**** DATA RECORDS

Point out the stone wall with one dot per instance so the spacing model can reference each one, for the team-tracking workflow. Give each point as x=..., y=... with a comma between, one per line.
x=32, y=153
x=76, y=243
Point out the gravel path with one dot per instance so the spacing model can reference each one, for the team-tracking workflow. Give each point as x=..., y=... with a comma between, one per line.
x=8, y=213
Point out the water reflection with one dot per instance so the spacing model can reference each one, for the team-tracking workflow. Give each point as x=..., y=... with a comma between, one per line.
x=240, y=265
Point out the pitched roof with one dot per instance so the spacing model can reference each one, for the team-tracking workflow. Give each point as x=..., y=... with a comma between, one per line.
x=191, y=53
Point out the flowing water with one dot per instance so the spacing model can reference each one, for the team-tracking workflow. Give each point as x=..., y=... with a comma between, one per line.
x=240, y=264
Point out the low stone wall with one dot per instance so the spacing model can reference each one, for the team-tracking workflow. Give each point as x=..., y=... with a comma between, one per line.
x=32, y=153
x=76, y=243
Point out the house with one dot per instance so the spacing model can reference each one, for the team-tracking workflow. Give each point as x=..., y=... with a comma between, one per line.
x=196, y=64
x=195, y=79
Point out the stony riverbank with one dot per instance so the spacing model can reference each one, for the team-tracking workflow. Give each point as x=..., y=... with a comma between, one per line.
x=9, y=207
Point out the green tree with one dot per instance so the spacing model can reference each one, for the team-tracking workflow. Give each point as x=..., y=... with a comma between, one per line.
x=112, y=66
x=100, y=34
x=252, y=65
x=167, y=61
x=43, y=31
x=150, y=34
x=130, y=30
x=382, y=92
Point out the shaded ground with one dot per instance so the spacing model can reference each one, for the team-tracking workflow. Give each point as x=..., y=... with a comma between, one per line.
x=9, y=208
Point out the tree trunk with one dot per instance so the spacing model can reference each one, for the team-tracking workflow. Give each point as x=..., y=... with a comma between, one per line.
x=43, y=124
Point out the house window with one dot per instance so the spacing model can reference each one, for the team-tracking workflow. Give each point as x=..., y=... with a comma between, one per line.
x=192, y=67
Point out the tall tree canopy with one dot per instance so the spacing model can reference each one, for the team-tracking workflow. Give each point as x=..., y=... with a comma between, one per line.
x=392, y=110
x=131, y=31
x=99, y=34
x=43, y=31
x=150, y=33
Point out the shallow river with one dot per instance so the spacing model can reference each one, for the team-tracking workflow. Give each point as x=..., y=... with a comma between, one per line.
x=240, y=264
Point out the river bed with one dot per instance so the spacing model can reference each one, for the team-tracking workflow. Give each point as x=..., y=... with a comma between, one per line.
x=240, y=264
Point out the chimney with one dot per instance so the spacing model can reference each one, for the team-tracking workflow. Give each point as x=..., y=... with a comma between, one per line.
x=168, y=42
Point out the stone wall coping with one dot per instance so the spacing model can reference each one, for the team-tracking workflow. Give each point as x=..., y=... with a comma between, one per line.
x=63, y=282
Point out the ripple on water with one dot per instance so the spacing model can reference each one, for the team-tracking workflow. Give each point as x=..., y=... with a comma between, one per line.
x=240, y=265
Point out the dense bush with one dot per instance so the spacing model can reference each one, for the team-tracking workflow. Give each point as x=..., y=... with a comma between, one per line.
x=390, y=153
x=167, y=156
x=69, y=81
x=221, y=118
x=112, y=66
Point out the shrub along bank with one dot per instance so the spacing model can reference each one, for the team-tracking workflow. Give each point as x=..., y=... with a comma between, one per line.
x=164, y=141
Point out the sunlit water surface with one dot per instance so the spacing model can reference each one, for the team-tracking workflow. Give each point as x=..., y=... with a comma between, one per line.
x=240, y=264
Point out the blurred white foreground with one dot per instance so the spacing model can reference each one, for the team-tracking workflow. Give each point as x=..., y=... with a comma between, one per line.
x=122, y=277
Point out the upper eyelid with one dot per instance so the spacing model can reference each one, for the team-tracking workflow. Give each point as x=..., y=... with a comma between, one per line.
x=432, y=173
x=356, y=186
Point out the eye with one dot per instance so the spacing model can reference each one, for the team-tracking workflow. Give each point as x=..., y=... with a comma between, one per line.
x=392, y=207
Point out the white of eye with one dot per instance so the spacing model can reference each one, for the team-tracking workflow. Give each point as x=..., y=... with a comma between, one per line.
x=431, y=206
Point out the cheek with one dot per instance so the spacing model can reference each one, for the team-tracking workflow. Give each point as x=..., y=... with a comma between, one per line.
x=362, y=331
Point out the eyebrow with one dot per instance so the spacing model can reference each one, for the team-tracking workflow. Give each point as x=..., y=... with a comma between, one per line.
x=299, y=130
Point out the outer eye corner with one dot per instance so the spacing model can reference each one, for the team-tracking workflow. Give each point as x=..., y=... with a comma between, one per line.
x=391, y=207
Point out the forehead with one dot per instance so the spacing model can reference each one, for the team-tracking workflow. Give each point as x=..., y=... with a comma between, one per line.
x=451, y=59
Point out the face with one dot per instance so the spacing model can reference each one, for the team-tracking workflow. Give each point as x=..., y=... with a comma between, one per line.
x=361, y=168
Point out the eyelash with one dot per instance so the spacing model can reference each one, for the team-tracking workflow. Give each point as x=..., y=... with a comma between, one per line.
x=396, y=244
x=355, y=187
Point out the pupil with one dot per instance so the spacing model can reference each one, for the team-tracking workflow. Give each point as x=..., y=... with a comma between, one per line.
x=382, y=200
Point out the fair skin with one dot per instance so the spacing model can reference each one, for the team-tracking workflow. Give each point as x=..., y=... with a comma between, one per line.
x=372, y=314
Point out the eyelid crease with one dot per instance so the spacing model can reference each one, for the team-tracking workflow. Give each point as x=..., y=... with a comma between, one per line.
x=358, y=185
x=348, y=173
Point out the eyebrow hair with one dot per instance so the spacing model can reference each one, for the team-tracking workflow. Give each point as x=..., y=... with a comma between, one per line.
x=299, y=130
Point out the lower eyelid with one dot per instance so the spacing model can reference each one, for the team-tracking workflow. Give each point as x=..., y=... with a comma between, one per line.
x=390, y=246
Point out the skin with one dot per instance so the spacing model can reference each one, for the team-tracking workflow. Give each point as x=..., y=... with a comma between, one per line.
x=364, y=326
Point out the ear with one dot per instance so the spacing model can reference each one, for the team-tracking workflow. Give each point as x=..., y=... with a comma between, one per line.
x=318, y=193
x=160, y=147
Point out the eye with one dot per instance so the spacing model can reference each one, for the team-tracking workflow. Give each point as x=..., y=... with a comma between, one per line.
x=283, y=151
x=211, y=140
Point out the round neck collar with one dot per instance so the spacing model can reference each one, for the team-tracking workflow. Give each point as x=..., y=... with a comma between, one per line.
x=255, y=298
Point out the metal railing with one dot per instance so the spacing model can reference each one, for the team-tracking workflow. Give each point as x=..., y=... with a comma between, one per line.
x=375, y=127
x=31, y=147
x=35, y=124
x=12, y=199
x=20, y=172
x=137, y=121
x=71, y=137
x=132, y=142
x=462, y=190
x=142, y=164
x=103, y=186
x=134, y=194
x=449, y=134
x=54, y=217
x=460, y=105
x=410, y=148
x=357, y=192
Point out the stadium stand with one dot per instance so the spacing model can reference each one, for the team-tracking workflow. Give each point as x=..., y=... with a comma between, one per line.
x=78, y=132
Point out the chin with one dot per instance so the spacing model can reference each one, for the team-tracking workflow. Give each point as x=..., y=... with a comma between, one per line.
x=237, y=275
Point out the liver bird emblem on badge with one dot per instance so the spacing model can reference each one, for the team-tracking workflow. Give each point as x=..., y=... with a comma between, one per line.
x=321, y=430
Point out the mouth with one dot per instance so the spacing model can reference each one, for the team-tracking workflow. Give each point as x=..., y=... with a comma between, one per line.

********

TASK TO COMPLETE – Output the whole listing above again, word for word.

EXPECTED ANSWER –
Point out the stone wall with one dot per instance so the spacing model can reference each one, for the team-tracking workflow. Give each point as x=..., y=... with a comma between, one per line.
x=32, y=153
x=76, y=243
Point out the gravel path with one dot per instance so the spacing model can reference each one, for the team-tracking workflow. Give each point as x=..., y=... with a comma between, one per line.
x=8, y=213
Point out the water reflection with one dot per instance so the spacing model can reference each one, for the team-tracking workflow. Give each point as x=..., y=... with a comma between, one per line.
x=240, y=265
Point out the pitched roof with one dot per instance so the spacing model can reference each one, for the team-tracking workflow. Give each point as x=..., y=... with a comma between, one per line.
x=191, y=53
Point out the flowing water with one dot per instance so the spacing model can reference each one, for the team-tracking workflow. Give each point as x=..., y=... with a comma between, one per line.
x=240, y=264
Point out the low stone wall with one dot per instance so the spacing model can reference each one, for the team-tracking workflow. Give each point as x=..., y=... with a comma between, one per line.
x=32, y=153
x=76, y=243
Point out the house with one dot per instance so the spacing model can reference each one, for the team-tracking workflow. Give each point as x=..., y=... with a comma between, one per line.
x=196, y=64
x=195, y=79
Point out the stony riverbank with one dot per instance so the spacing model can reference each one, for the team-tracking workflow. Give each point as x=..., y=... with a comma between, one per line.
x=9, y=207
Point out the green tree with one dot per instance so the spacing model can reference each one, for the team-tracking workflow. Give each point as x=..., y=... with a comma between, one per line.
x=112, y=66
x=100, y=34
x=252, y=65
x=167, y=61
x=43, y=31
x=150, y=34
x=130, y=30
x=382, y=92
Point out the shaded ground with one dot per instance so the spacing model can reference each one, for the team-tracking workflow. Give each point as x=..., y=... with a comma between, one per line.
x=9, y=208
Point out the tree trunk with one dot per instance so the spacing model can reference each one, for the team-tracking workflow. Give each point as x=..., y=... with a comma between, one per line.
x=43, y=124
Point out the house window with one dot per instance so the spacing model can reference each one, for the team-tracking workflow. Give each point as x=..., y=... with a comma between, one per line.
x=192, y=67
Point out the tall tree canopy with one dot per instance so the spacing model can reference each one, for the team-tracking workflow. Give each point as x=..., y=... with a comma between, one per line.
x=392, y=110
x=131, y=31
x=99, y=34
x=43, y=31
x=150, y=33
Point out the shallow river with one dot per instance so the spacing model can reference each one, for the team-tracking workflow. Give each point as x=..., y=... with a comma between, one per line.
x=240, y=264
Point out the river bed with one dot per instance so the spacing model can reference each one, for the team-tracking workflow. Give each point as x=..., y=... with a comma between, one per line.
x=240, y=264
Point out the chimney with one dot per instance so the spacing model can reference each one, for the team-tracking workflow. Give each point as x=..., y=... with a comma between, one per line.
x=168, y=42
Point out the stone wall coping with one dot per instance so the spacing model can reference each one, for the team-tracking workflow. Give each point as x=..., y=... with a comma between, one per line.
x=63, y=282
Point out the ripple on water with one dot per instance so the spacing model can reference each one, for the team-tracking workflow. Give each point as x=..., y=... with a comma between, one per line.
x=240, y=265
Point out the dense bush with one dot per instance so the spacing model can reference each one, for the team-tracking workflow. Give each point as x=..., y=... with a comma between, one per line.
x=390, y=153
x=167, y=156
x=69, y=81
x=221, y=118
x=112, y=66
Point out the shrub along bank with one dot per instance so the spacing model can reference each one, for the team-tracking workflow. Give each point as x=..., y=... with a comma between, one per line.
x=164, y=141
Point out the sunlit water surface with one dot per instance so the spacing model can reference each one, for the team-tracking workflow. Give each point as x=..., y=... with a comma between, one per line.
x=240, y=264
Point out the blurred white foreground with one dot per instance so the spacing model can reference each one, for the team-tracking workflow. Give each point as x=..., y=... with a comma between, one per line.
x=122, y=277
Point out the upper eyelid with one dot per instance so the spacing model can reference each one, for the team-tracking workflow. Give each point as x=..., y=... with a comma between, one per line.
x=432, y=173
x=356, y=186
Point out the eye with one dot per instance so the spacing model can reference each one, for the team-tracking workflow. Give each point as x=..., y=... with a comma between, one per line.
x=392, y=207
Point out the white of eye with one dot per instance so the spacing model can reference each one, for the team-tracking workflow. Give each point as x=..., y=... with a comma between, one per line.
x=431, y=206
Point out the cheek with one dot per instance so the spacing model can reference each one, for the team-tracking workflow. Give each point as x=..., y=... with a comma between, one per line.
x=362, y=331
Point out the eyebrow with one dot per instance so the spacing model can reference each one, for the team-tracking workflow. Give each point as x=..., y=... with a comma between, one per line.
x=299, y=130
Point out the outer eye corner with one dot per instance so the spacing model can reference each one, for the team-tracking workflow. Give each point as x=..., y=... with a comma between, one per line.
x=391, y=207
Point out the forehead with one dot per instance so the spacing model can reference each one, for the team-tracking workflow. Give each point as x=..., y=... with a comma between, one per line.
x=451, y=59
Point out the face with one dot per instance so the spacing model can reference each one, for the team-tracking workflow. Give each point as x=..., y=... with a comma between, one per line.
x=361, y=168
Point out the eyelash with one dot per instance so the spacing model can reference each one, for the team-tracking workflow. Give each point as x=..., y=... with a comma between, one per line.
x=396, y=244
x=355, y=187
Point out the pupil with one dot per instance so the spacing model can reference each one, for the team-tracking workflow. Give each point as x=..., y=... with a comma between, one per line.
x=382, y=200
Point out the fair skin with one dot per instance so the spacing model can reference each one, for the team-tracking workflow. Give each point as x=..., y=... with a comma between, one per line.
x=372, y=314
Point out the eyelid crease with one dot per instance so the spacing model can reference each one, for the team-tracking workflow. Give each point as x=..., y=... with a comma between, one per line.
x=358, y=185
x=348, y=173
Point out the eyebrow hair with one dot per instance so the spacing model can reference each one, for the team-tracking workflow. Give each point as x=..., y=... with a comma between, one per line.
x=299, y=130
Point out the lower eyelid with one dot per instance so the spacing model can reference each one, for the team-tracking workflow. Give each point as x=..., y=... with a comma between, one per line.
x=390, y=246
Point out the skin with one dot per instance so the spacing model can reference each one, for the team-tracking workflow. Give each point as x=..., y=... with a comma between, one per line.
x=364, y=326
Point out the ear with one dot per instance so the spacing model can reference each one, for the team-tracking workflow. Give each point as x=..., y=... with a comma between, one per line.
x=318, y=193
x=160, y=147
Point out the eye with one dot per instance so the spacing model can reference each one, for the team-tracking workflow. Give each point as x=..., y=... with a comma between, one per line.
x=283, y=151
x=211, y=140
Point out the round neck collar with one dot per instance so the spacing model can reference each one, for the team-tracking workflow. Give each point as x=..., y=... with a comma between, one per line.
x=255, y=298
Point out the metal railing with one dot per instance so the spacing model can reference each one, for the team-tracking workflow. Give each point as x=..., y=... with a comma between, one per line.
x=375, y=127
x=31, y=147
x=35, y=124
x=12, y=199
x=20, y=172
x=137, y=121
x=71, y=137
x=132, y=142
x=462, y=190
x=142, y=164
x=103, y=186
x=134, y=194
x=449, y=134
x=54, y=217
x=460, y=105
x=410, y=148
x=357, y=192
Point out the stadium stand with one dot per instance so the spacing model can reference each one, for the team-tracking workflow. Give each point as x=..., y=... with a comma between, one per line.
x=78, y=132
Point out the chin with one dot per instance so the spacing model can reference each one, for the team-tracking workflow. Give each point as x=..., y=... with a comma between, one per line.
x=237, y=275
Point out the liver bird emblem on badge with one dot per instance so the spacing model can reference each one, for the team-tracking workflow. Give each point as x=..., y=... with a comma between, one per line.
x=321, y=430
Point out the mouth with one dot per instance so the spacing model can reference each one, for the team-tracking workflow. Give each point as x=..., y=... with a comma between, one per line.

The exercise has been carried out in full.